» **Document**:
Thank you TomM, it's really a great feeling to find them in the wild indeed 

Thanks Joe, I waited several years for this trip to become real...and I can't believe finally happened! A trip I will never forget, feelings that I'll never forget either.

Yes Eddy, possible it's easier for you Suriname...as it's easier for me Brazil or Peru even cheaper. Also, FG is very expensive even to europeans sometimes. The problem with my country is that we have a really high inflation rate, one of the highest of the world along with Venezuela...

Thanks Travis, I try my best. Hopefully this year I will really learn photography taking a course and I can improve my pics.

Maarten, same as Eddy, it's best Suriname for you possibly...I got what you said about how expensive is to get there for you. The thing is, that there's no place like the Guianas...animals that are found only there, geography, plants, etc. That's why I wanted to go so badly. Before planning, I was thinking going to Guyana, since the transport was cheaper...I had to get to Manaos and then I could go by land to Guyana...possibly a next trip could be like that. But I was always gutted with FG anyway, so it was time to do that! ...and now I want to go back there!!! lol

I hope the tourism don't grow much in FG, I would hate to see lots of people going there and expensive luxury Hotels going on ......

After this trip, I'm seriously thinking about living in FG for a while after I graduate (many years from now lol)

Cheers,
Pato


----------



## hooale (Feb 17, 2011)

Awesome pics, thanks for sharing.
you have been traveling a lot lately, is FG among your favorite destinations?

» **Raw data**:
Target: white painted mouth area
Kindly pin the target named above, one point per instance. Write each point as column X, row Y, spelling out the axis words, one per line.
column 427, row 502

» **Directive 1**:
Answer these questions using the forum thread above.
(a) How long did the writer wait for the trip to happen?
(b) Which other country does the writer name as having one of the highest inflation rates in the world?
(c) What is the writer thinking about doing after graduating?
» **Directive 2**: Set down a passage from the forum thread above. Begin at the words "Thanks Joe, I" and stop after the words "along with Venezuela...".
» **Directive 3**: Translate this sentence from the forum thread into Spanish: "A trip I will never forget, feelings that I'll never forget either."

» **Expected output 1**:
(a) Several years.
(b) Venezuela.
(c) Living in FG for a while.

» **Expected output 2**:
Thanks Joe, I waited several years for this trip to become real...and I can't believe finally happened! A trip I will never forget, feelings that I'll never forget either.

Yes Eddy, possible it's easier for you Suriname...as it's easier for me Brazil or Peru even cheaper. Also, FG is very expensive even to europeans sometimes. The problem with my country is that we have a really high inflation rate, one of the highest of the world along with Venezuela...

» **Expected output 3**: Un viaje que nunca olvidaré, sentimientos que tampoco olvidaré jamás.